Recast every line of the entries below as a JSON list of strings, one string per line, leaving out blank lines.

Rows of box annotation data:
════════════════════

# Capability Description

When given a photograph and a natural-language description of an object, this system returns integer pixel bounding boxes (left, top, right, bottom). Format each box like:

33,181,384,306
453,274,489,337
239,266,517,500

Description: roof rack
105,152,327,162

════════════════════

Expected output:
[
  "# Capability Description",
  "When given a photograph and a natural-language description of an object, this system returns integer pixel bounding boxes (left, top, right, bottom). Format each box like:",
  "33,181,384,306",
  "453,274,489,337",
  "239,266,517,500",
  "Description: roof rack",
  "105,152,327,162"
]